REQUIREMENTS —
Rewrite the records starting at the line containing "the smiling mouth." and ending at the end of the records, replacing "keypoint" with "marker" and leaving all else unchanged.

══════════

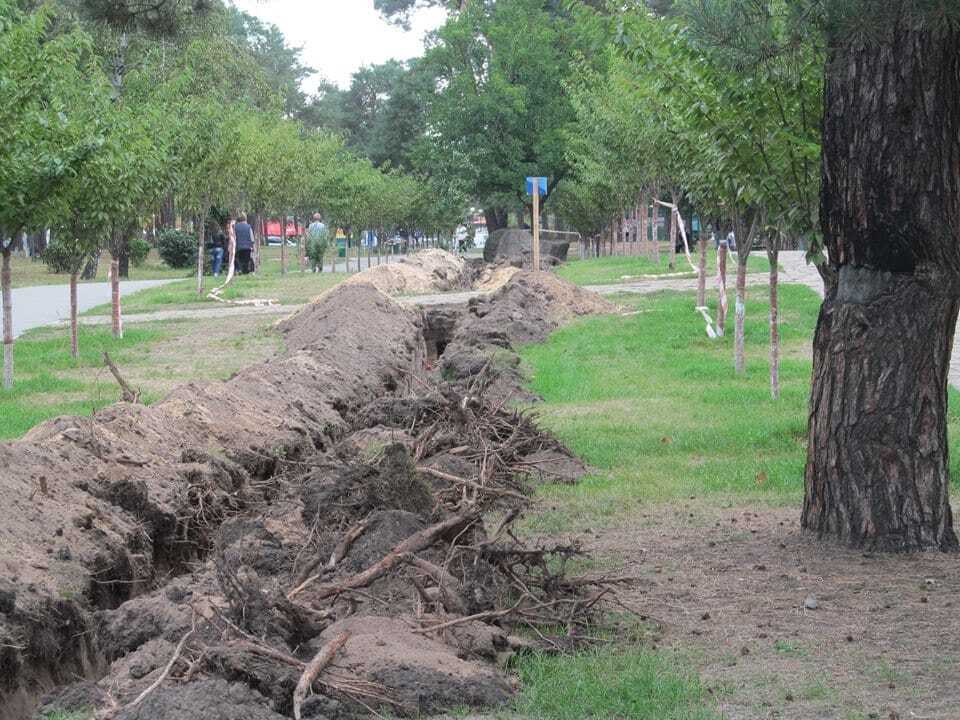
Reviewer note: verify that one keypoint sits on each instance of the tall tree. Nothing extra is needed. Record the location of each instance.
(877, 473)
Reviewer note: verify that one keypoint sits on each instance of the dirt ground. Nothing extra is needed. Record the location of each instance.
(730, 590)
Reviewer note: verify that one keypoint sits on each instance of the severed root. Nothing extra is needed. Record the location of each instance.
(166, 671)
(415, 543)
(314, 668)
(128, 393)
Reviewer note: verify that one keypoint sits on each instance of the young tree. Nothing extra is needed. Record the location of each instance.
(43, 140)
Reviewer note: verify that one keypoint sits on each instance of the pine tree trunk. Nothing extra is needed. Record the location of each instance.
(877, 470)
(74, 343)
(117, 317)
(773, 254)
(702, 278)
(6, 283)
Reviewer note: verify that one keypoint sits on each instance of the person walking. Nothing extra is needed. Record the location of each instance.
(244, 235)
(218, 246)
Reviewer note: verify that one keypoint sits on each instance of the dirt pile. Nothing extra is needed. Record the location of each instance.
(525, 310)
(99, 509)
(515, 247)
(426, 271)
(313, 524)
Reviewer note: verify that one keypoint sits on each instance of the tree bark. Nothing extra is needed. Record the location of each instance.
(74, 343)
(740, 315)
(722, 289)
(674, 232)
(117, 316)
(92, 267)
(877, 470)
(702, 277)
(6, 283)
(201, 242)
(283, 246)
(773, 255)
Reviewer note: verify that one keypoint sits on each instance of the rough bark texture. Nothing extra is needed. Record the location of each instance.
(74, 344)
(877, 470)
(6, 281)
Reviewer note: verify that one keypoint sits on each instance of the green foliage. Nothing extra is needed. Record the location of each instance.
(139, 249)
(62, 257)
(177, 248)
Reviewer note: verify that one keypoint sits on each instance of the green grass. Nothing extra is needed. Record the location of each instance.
(293, 289)
(655, 407)
(27, 272)
(608, 684)
(153, 357)
(611, 270)
(46, 382)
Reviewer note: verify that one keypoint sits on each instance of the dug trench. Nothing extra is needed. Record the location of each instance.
(326, 535)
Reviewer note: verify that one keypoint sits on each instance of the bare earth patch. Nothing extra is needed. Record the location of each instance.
(733, 590)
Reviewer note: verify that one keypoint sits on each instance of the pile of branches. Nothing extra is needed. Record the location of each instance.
(462, 570)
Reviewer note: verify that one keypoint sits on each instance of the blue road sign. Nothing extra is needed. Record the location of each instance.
(540, 182)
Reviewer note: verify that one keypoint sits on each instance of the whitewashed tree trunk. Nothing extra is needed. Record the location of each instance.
(6, 281)
(702, 278)
(773, 254)
(74, 341)
(116, 312)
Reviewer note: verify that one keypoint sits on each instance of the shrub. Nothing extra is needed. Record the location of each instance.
(139, 249)
(177, 248)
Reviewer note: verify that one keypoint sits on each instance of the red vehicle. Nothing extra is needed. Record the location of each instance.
(271, 229)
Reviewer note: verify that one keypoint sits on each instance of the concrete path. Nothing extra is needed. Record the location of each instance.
(49, 304)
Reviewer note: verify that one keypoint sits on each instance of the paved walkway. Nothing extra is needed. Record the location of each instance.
(49, 304)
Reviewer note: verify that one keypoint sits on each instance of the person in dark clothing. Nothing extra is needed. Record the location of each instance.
(244, 245)
(218, 246)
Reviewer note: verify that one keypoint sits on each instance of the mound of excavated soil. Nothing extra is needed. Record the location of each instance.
(98, 509)
(515, 247)
(525, 310)
(424, 272)
(188, 560)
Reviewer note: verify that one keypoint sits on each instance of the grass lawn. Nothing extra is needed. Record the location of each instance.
(611, 270)
(27, 272)
(607, 684)
(655, 408)
(154, 357)
(293, 289)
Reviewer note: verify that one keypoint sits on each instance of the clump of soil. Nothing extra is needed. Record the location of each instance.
(426, 271)
(515, 247)
(326, 506)
(101, 509)
(525, 310)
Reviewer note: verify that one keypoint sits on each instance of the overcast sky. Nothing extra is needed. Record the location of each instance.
(340, 36)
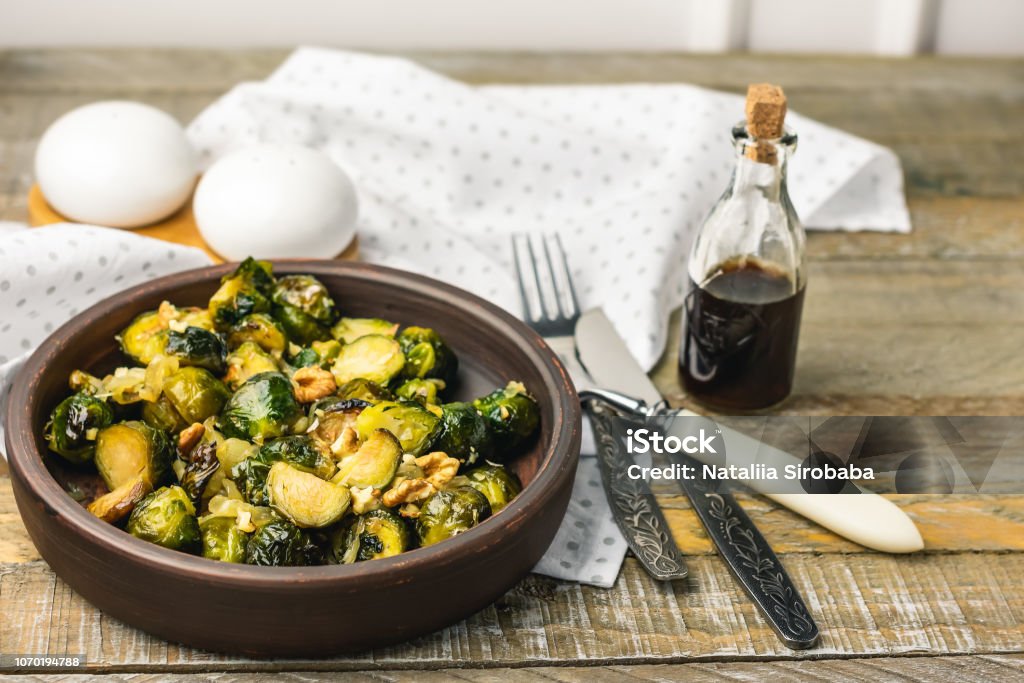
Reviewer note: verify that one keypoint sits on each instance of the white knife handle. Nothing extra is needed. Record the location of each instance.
(865, 518)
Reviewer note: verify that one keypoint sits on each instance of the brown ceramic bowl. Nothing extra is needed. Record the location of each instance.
(299, 611)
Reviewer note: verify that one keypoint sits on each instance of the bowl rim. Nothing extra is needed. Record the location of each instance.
(27, 462)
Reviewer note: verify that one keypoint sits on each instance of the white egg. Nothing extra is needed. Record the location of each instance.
(116, 163)
(275, 201)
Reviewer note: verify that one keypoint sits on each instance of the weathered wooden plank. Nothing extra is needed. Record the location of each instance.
(203, 70)
(870, 604)
(964, 669)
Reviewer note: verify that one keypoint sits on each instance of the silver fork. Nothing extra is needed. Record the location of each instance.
(551, 307)
(549, 299)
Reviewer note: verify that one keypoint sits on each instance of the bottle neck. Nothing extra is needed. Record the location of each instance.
(761, 164)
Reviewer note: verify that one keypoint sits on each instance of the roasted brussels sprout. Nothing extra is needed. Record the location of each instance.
(299, 327)
(131, 450)
(304, 498)
(424, 391)
(118, 504)
(261, 409)
(145, 337)
(372, 357)
(306, 294)
(256, 478)
(246, 291)
(365, 390)
(415, 426)
(327, 350)
(377, 534)
(199, 347)
(282, 544)
(497, 483)
(201, 468)
(306, 357)
(465, 433)
(513, 416)
(261, 330)
(167, 518)
(427, 354)
(162, 415)
(74, 425)
(374, 465)
(195, 393)
(348, 330)
(246, 361)
(329, 418)
(250, 475)
(222, 540)
(451, 512)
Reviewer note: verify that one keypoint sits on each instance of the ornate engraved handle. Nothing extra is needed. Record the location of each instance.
(633, 504)
(752, 561)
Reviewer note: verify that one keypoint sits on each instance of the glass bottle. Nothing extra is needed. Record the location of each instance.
(747, 280)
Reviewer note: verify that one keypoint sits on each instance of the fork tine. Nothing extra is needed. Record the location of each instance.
(536, 271)
(527, 307)
(565, 291)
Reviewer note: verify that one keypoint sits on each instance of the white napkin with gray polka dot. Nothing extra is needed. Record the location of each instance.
(48, 274)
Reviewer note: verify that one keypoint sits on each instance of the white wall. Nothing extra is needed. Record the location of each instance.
(881, 27)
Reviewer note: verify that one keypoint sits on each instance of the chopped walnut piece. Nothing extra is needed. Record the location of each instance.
(410, 510)
(188, 437)
(408, 491)
(166, 312)
(312, 383)
(365, 499)
(438, 468)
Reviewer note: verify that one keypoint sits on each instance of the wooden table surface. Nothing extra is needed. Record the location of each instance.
(926, 324)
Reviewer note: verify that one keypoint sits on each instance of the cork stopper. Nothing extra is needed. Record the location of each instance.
(765, 120)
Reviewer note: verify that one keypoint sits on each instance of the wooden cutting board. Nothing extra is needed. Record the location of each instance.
(179, 228)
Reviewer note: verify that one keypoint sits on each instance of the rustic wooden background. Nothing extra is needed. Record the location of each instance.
(927, 324)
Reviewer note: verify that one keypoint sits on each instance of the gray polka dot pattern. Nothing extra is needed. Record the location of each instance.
(624, 173)
(48, 274)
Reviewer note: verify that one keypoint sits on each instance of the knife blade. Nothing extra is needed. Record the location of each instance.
(738, 541)
(633, 506)
(865, 518)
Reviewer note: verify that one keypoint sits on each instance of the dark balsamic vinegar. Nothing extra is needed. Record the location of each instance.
(739, 336)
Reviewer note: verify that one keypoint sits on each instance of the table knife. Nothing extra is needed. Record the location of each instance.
(738, 541)
(865, 518)
(633, 507)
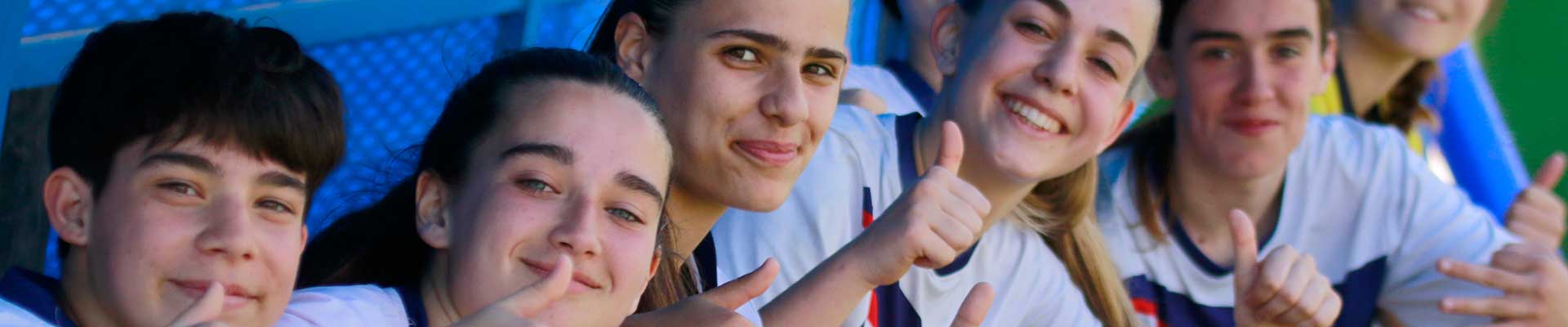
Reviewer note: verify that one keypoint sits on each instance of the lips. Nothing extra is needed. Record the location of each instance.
(234, 296)
(579, 280)
(768, 153)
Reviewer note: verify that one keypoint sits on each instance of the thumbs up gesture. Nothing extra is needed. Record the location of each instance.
(1283, 289)
(929, 226)
(1537, 214)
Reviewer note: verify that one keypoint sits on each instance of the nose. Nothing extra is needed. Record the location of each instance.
(784, 104)
(577, 230)
(1058, 69)
(228, 231)
(1256, 82)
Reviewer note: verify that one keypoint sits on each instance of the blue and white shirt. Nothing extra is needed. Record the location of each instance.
(1355, 199)
(862, 165)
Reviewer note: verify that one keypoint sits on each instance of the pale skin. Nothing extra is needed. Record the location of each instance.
(1070, 60)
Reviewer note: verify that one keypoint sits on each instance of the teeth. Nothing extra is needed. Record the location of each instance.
(1034, 117)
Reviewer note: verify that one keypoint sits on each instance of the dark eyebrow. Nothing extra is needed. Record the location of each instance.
(1291, 34)
(635, 183)
(1117, 38)
(279, 180)
(756, 37)
(552, 151)
(1203, 35)
(189, 161)
(1058, 8)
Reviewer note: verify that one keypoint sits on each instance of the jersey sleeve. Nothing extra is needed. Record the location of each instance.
(345, 306)
(1432, 221)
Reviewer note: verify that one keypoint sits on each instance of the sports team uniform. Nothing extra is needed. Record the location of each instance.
(898, 85)
(1355, 199)
(29, 299)
(376, 306)
(862, 167)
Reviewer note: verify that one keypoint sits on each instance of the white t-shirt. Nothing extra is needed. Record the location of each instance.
(862, 167)
(1355, 199)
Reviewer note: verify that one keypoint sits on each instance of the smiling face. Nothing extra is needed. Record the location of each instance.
(1426, 29)
(746, 88)
(1241, 74)
(571, 170)
(1040, 87)
(175, 219)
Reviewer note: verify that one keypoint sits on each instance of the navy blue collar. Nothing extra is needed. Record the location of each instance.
(910, 173)
(35, 293)
(913, 82)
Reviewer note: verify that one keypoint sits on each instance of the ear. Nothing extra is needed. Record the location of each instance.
(944, 38)
(1121, 124)
(431, 217)
(632, 46)
(1330, 60)
(68, 200)
(1162, 74)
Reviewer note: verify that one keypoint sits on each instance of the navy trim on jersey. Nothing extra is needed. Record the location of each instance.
(913, 82)
(35, 293)
(1358, 289)
(414, 306)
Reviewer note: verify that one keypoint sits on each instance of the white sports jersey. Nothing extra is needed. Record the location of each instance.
(862, 167)
(1355, 199)
(888, 85)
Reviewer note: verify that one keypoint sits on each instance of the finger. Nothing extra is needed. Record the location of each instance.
(543, 293)
(976, 306)
(1489, 277)
(1245, 238)
(1551, 172)
(206, 308)
(951, 155)
(1493, 307)
(742, 289)
(1290, 296)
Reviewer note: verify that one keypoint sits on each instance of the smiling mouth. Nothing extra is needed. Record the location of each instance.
(1034, 115)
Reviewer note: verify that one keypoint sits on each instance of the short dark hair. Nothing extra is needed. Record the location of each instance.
(195, 76)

══════════

OUTPUT OF THE EXERCISE —
Reviewer note: verify that one marker sits on each instance of the smiling mouth. Nothing extra is needed. Record the location of each instance.
(1034, 115)
Reviewer note: verify that one marker sits on each instance of the short dark hair. Nothing extra is needed. Record the location of each instance.
(195, 76)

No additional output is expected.